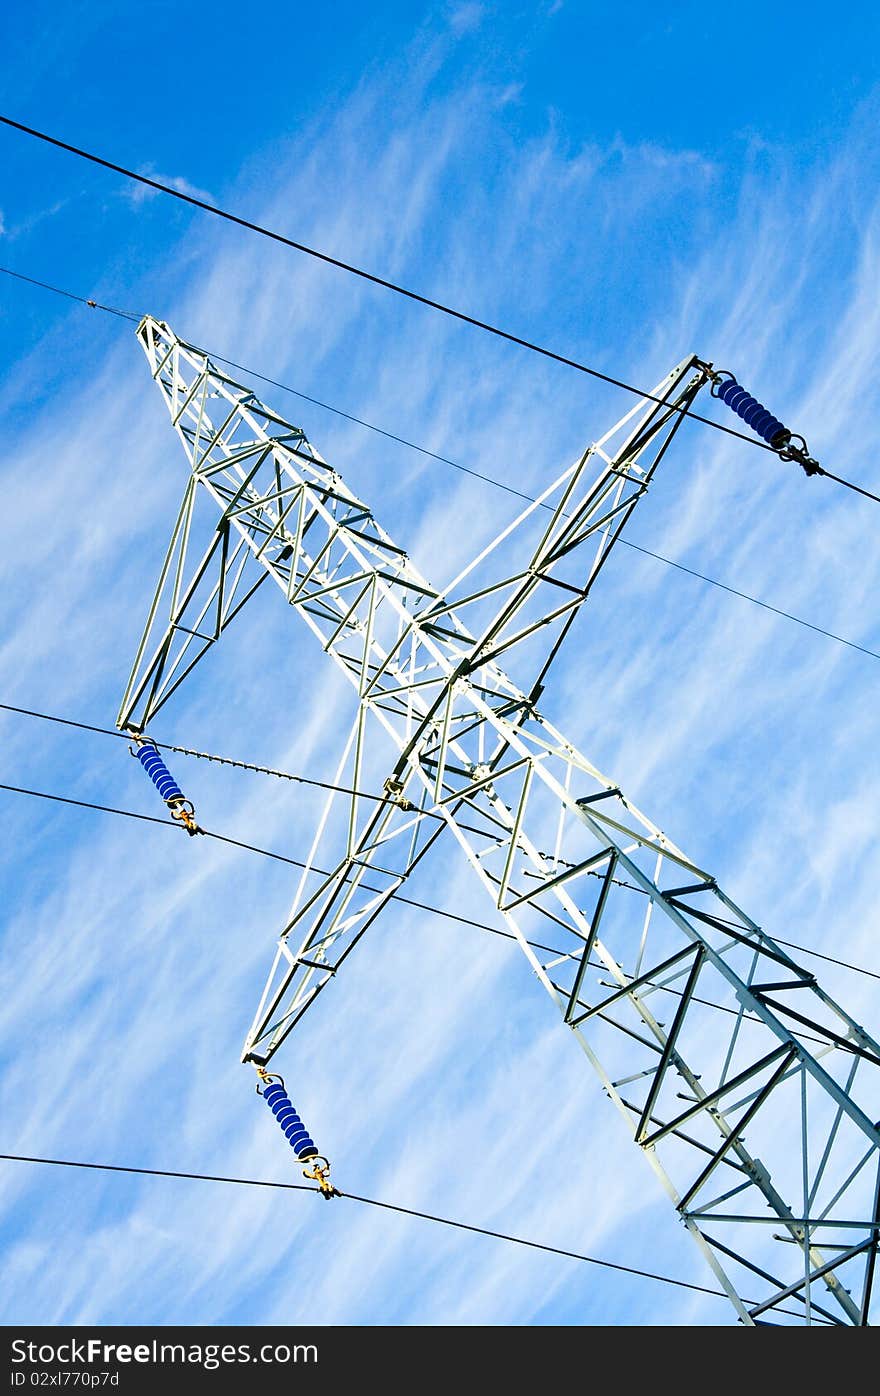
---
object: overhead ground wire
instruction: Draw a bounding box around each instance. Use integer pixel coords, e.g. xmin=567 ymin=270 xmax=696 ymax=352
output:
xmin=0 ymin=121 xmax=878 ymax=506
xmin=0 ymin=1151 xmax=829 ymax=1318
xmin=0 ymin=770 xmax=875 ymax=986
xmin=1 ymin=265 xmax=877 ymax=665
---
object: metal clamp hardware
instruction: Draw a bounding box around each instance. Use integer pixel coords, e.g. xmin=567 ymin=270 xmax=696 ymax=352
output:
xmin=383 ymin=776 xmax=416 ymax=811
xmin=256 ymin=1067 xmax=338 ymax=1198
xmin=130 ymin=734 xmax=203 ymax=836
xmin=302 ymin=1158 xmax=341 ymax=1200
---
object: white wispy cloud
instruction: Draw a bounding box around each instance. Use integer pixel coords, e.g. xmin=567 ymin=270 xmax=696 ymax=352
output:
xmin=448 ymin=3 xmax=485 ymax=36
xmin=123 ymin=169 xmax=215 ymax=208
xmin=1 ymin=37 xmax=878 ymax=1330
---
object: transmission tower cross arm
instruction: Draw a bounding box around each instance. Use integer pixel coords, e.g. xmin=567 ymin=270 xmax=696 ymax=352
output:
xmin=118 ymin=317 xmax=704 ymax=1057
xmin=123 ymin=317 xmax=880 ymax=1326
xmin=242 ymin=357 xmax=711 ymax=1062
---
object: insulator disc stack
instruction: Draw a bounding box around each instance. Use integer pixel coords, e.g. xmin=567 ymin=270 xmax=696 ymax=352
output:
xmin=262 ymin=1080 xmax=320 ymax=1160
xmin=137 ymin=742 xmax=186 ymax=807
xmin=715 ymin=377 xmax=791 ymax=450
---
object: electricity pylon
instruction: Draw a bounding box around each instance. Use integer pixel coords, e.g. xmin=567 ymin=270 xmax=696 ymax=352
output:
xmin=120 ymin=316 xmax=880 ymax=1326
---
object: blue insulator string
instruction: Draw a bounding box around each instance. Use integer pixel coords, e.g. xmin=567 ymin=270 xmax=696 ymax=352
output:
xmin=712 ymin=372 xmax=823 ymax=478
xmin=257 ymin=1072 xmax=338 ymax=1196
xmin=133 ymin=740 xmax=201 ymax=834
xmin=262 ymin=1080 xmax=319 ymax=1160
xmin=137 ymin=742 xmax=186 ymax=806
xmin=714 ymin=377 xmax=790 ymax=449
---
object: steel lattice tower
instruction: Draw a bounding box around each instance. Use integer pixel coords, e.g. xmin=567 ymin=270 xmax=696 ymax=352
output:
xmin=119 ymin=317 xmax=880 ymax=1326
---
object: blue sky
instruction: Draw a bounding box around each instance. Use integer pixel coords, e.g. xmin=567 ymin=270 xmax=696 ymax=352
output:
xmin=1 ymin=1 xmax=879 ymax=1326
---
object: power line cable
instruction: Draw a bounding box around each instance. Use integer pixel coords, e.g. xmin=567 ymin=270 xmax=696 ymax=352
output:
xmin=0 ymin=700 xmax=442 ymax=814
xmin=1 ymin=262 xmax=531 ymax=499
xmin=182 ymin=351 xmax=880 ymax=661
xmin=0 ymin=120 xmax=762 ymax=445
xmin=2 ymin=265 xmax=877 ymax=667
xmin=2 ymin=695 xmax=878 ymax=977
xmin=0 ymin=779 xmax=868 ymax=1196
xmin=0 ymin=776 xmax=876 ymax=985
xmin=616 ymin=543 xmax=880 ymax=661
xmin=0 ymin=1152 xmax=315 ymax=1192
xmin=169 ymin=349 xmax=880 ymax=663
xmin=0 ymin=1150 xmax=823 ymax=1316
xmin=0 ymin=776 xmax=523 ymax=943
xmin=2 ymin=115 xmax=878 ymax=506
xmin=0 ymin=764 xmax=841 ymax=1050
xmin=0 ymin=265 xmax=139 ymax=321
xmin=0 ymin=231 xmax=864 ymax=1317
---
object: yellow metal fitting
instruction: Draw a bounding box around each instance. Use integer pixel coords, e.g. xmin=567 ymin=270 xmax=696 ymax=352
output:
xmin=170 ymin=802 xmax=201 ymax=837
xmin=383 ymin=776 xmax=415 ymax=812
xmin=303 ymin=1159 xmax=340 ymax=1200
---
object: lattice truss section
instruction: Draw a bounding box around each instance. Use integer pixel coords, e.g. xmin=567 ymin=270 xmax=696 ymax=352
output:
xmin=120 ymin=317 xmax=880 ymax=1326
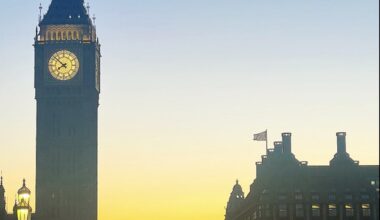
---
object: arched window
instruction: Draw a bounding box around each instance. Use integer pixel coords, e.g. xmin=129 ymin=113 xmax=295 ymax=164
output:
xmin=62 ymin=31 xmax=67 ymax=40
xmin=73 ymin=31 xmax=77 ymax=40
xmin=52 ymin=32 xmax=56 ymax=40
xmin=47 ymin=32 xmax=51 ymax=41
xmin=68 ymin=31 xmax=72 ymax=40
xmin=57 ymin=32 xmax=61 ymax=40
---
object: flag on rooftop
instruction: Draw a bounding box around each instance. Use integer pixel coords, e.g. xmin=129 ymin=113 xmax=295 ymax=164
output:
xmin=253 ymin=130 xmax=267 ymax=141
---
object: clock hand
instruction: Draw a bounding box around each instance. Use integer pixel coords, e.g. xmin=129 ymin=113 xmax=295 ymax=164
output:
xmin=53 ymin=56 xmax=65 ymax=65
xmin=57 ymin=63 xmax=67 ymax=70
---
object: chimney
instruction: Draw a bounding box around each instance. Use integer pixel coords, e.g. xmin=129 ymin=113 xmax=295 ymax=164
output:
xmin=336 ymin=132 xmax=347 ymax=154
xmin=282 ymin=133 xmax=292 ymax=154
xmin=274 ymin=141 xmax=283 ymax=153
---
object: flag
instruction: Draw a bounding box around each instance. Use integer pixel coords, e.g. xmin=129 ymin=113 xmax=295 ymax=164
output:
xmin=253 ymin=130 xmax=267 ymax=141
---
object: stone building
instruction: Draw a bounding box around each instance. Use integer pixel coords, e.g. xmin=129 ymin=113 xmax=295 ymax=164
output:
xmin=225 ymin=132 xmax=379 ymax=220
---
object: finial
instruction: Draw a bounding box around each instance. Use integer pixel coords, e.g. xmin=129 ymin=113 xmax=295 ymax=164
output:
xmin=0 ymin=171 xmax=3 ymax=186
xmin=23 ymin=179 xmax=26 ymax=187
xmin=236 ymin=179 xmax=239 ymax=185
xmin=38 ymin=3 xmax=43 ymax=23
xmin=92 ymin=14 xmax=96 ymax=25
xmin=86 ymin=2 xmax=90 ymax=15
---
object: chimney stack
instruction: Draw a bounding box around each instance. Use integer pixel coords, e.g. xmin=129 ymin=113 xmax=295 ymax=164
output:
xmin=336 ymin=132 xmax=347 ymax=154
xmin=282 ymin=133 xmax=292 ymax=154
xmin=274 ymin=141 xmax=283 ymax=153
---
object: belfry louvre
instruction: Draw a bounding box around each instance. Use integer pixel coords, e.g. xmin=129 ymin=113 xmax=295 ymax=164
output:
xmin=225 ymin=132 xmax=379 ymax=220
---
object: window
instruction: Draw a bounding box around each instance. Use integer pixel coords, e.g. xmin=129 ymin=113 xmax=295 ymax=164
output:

Directions for this task
Please copy the data above character for character, skipping any pictures.

Final answer
---
object: overhead ground wire
instruction: Draw a bounding box around each instance. Use integer pixel coords, e.g. xmin=567 ymin=270 xmax=696 ymax=352
output:
xmin=0 ymin=121 xmax=878 ymax=506
xmin=0 ymin=1151 xmax=829 ymax=1318
xmin=0 ymin=770 xmax=875 ymax=986
xmin=1 ymin=265 xmax=877 ymax=665
---
object: metal clamp hardware
instruction: Draw a bounding box around each instance. Use integer pixel coords, e.g. xmin=567 ymin=270 xmax=696 ymax=352
output:
xmin=383 ymin=776 xmax=416 ymax=811
xmin=256 ymin=1067 xmax=338 ymax=1198
xmin=130 ymin=734 xmax=203 ymax=836
xmin=302 ymin=1158 xmax=341 ymax=1200
---
object: white wispy cloud
instruction: Draw a bounding box around each instance. Use integer pixel coords, e.g. xmin=567 ymin=270 xmax=696 ymax=352
output:
xmin=448 ymin=3 xmax=485 ymax=36
xmin=123 ymin=169 xmax=215 ymax=208
xmin=1 ymin=37 xmax=878 ymax=1330
---
object: transmission tower cross arm
instruction: Draw a bounding box around each instance. Use integer pixel coords, e.g. xmin=567 ymin=270 xmax=696 ymax=352
output:
xmin=118 ymin=317 xmax=704 ymax=1057
xmin=123 ymin=317 xmax=880 ymax=1326
xmin=242 ymin=357 xmax=711 ymax=1062
---
object: insulator disc stack
instruction: Draw a bounding box around each instance. Use integer pixel coords, e.g. xmin=567 ymin=270 xmax=696 ymax=352
output:
xmin=262 ymin=1080 xmax=320 ymax=1160
xmin=137 ymin=742 xmax=186 ymax=807
xmin=715 ymin=377 xmax=791 ymax=450
---
object: electricity pylon
instruction: Draw a bounding box around each instance. Use integer pixel coords, e.g. xmin=567 ymin=270 xmax=696 ymax=352
output:
xmin=120 ymin=316 xmax=880 ymax=1326
---
object: blue insulator string
instruction: Draw a bounding box around each instance. Use integer pixel coords, e.g. xmin=567 ymin=270 xmax=696 ymax=352
output:
xmin=712 ymin=372 xmax=823 ymax=478
xmin=257 ymin=1072 xmax=338 ymax=1196
xmin=133 ymin=740 xmax=201 ymax=834
xmin=262 ymin=1080 xmax=319 ymax=1160
xmin=137 ymin=742 xmax=186 ymax=806
xmin=714 ymin=377 xmax=790 ymax=449
---
object: steel lattice tower
instruction: Draw a bounding box around each instance. Use integer pixel coords, e.g. xmin=567 ymin=270 xmax=696 ymax=352
output:
xmin=119 ymin=317 xmax=880 ymax=1326
---
object: blue sky
instruction: Draw a bounding box around each instance. Use integer pixel coords, e.g. xmin=567 ymin=270 xmax=696 ymax=352
output:
xmin=1 ymin=1 xmax=879 ymax=1326
---
object: power line cable
instruction: Draw a bounding box around each instance. Use integer pixel coords, e.g. xmin=567 ymin=270 xmax=696 ymax=352
output:
xmin=0 ymin=700 xmax=442 ymax=814
xmin=1 ymin=262 xmax=531 ymax=499
xmin=182 ymin=351 xmax=880 ymax=661
xmin=0 ymin=120 xmax=762 ymax=445
xmin=2 ymin=265 xmax=877 ymax=667
xmin=2 ymin=695 xmax=878 ymax=977
xmin=0 ymin=779 xmax=868 ymax=1196
xmin=0 ymin=776 xmax=876 ymax=985
xmin=616 ymin=543 xmax=880 ymax=661
xmin=0 ymin=1152 xmax=315 ymax=1192
xmin=169 ymin=349 xmax=880 ymax=663
xmin=0 ymin=1150 xmax=823 ymax=1316
xmin=0 ymin=776 xmax=523 ymax=943
xmin=2 ymin=115 xmax=878 ymax=506
xmin=0 ymin=764 xmax=841 ymax=1050
xmin=0 ymin=265 xmax=139 ymax=321
xmin=0 ymin=231 xmax=864 ymax=1317
---
object: yellow metal fitting
instruction: Draw a bounding box around each instance. Use integer pixel coords, e.g. xmin=567 ymin=270 xmax=696 ymax=352
output:
xmin=170 ymin=802 xmax=201 ymax=837
xmin=383 ymin=776 xmax=415 ymax=812
xmin=303 ymin=1159 xmax=340 ymax=1200
---
object: lattice truss section
instruction: Draw a bounding box around each instance. Use integer pixel coords, e.g. xmin=567 ymin=270 xmax=696 ymax=352
output:
xmin=120 ymin=317 xmax=880 ymax=1326
---
object: arched window
instruction: Draw a bounding box around each instance. Use integer pixel coords, e.g. xmin=129 ymin=113 xmax=295 ymax=164
output:
xmin=62 ymin=31 xmax=67 ymax=40
xmin=73 ymin=31 xmax=77 ymax=40
xmin=52 ymin=32 xmax=56 ymax=40
xmin=47 ymin=32 xmax=51 ymax=41
xmin=68 ymin=31 xmax=72 ymax=40
xmin=57 ymin=32 xmax=61 ymax=40
---
object: flag on rooftop
instruction: Draw a bounding box around each instance. Use integer pixel coords, e.g. xmin=129 ymin=113 xmax=295 ymax=164
output:
xmin=253 ymin=130 xmax=267 ymax=141
---
object: clock hand
instruction: Draw a bounding box around each instance. Use integer pixel coords, e.g. xmin=129 ymin=113 xmax=295 ymax=164
output:
xmin=53 ymin=56 xmax=65 ymax=65
xmin=57 ymin=63 xmax=67 ymax=70
---
object: chimney
instruction: Draw a bounding box around each instance. Use integer pixel coords, e.g. xmin=129 ymin=113 xmax=295 ymax=164
output:
xmin=336 ymin=132 xmax=347 ymax=154
xmin=282 ymin=133 xmax=292 ymax=154
xmin=274 ymin=141 xmax=283 ymax=153
---
object: flag
instruction: Draw a bounding box around each instance. Use integer pixel coords, e.g. xmin=129 ymin=113 xmax=295 ymax=164
output:
xmin=253 ymin=130 xmax=267 ymax=141
---
object: stone building
instruction: Draw a bounding box around each instance. Use integer pixel coords, e.g. xmin=129 ymin=113 xmax=295 ymax=164
output:
xmin=225 ymin=132 xmax=379 ymax=220
---
object: finial
instruction: Draw a bounding box around each instance. Use integer pixel coords, e.g. xmin=129 ymin=113 xmax=295 ymax=164
output:
xmin=0 ymin=171 xmax=3 ymax=186
xmin=23 ymin=179 xmax=26 ymax=187
xmin=236 ymin=179 xmax=239 ymax=185
xmin=38 ymin=3 xmax=43 ymax=23
xmin=92 ymin=14 xmax=96 ymax=25
xmin=86 ymin=2 xmax=90 ymax=15
---
object: chimney stack
instruction: Draw a bounding box around each instance. Use integer pixel coords, e.g. xmin=129 ymin=113 xmax=295 ymax=164
output:
xmin=336 ymin=132 xmax=347 ymax=154
xmin=282 ymin=133 xmax=292 ymax=154
xmin=274 ymin=141 xmax=283 ymax=153
---
object: belfry louvre
instruction: Draw a bounding box around each instance. Use integer pixel coords, e.g. xmin=129 ymin=113 xmax=295 ymax=164
output:
xmin=225 ymin=132 xmax=379 ymax=220
---
object: window
instruction: Draw a bounding box around each instance. Use integer pixel coords, e.g. xmin=129 ymin=113 xmax=295 ymax=164
output:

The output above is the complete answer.